> **GIVEN EXERCISE**: Swap "query" for "prompt" everywhere it appears in the records, and return the records with nothing else changed.

(Stored data)
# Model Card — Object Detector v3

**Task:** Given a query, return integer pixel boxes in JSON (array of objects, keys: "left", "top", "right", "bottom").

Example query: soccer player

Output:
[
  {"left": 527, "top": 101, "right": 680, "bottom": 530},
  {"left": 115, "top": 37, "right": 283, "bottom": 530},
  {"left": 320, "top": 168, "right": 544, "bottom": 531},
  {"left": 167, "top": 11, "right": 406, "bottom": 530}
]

> **EXERCISE OUTPUT**:
# Model Card — Object Detector v3

**Task:** Given a prompt, return integer pixel boxes in JSON (array of objects, keys: "left", "top", "right", "bottom").

Example prompt: soccer player

Output:
[
  {"left": 527, "top": 101, "right": 680, "bottom": 530},
  {"left": 115, "top": 37, "right": 283, "bottom": 530},
  {"left": 320, "top": 168, "right": 544, "bottom": 531},
  {"left": 167, "top": 11, "right": 406, "bottom": 530}
]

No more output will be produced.